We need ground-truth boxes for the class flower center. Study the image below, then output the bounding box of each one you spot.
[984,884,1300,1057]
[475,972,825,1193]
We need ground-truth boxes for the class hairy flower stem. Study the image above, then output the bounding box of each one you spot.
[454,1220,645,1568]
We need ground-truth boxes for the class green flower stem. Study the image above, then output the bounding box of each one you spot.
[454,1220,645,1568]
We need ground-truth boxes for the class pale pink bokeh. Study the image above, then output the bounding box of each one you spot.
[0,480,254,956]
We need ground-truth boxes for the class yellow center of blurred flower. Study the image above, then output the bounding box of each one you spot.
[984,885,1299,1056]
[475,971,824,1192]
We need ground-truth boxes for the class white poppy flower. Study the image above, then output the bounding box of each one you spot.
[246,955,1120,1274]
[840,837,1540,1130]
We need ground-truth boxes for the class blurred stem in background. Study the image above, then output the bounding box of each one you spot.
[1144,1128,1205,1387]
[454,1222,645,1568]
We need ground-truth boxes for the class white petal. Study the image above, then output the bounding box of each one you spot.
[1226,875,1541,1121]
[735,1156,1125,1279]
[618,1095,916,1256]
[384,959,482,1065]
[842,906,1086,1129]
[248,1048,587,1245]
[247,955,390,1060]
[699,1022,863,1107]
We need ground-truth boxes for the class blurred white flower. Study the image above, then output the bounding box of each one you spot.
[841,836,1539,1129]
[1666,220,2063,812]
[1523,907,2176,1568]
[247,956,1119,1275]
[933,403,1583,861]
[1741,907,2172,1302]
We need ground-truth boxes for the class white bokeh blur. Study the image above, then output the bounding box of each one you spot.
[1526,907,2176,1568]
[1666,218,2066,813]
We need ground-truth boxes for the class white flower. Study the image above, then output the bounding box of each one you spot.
——
▶ WHAT THIS TASK INVOLVES: Return the lines beginning at the one that contains "We need ground-truth boxes for the class white bokeh" and continuing through the last line of the data, exactly as they stand and without any others.

▶ RESPONSE TO THIS EXERCISE:
We need ground-truth boxes for the class white bokeh blur. Study the image above, then output the bounding box of each one you spot.
[1526,907,2176,1568]
[1666,218,2066,813]
We need ground-truth boxes for the class white flower. Study the image above, then output the bounding box of each one you spot.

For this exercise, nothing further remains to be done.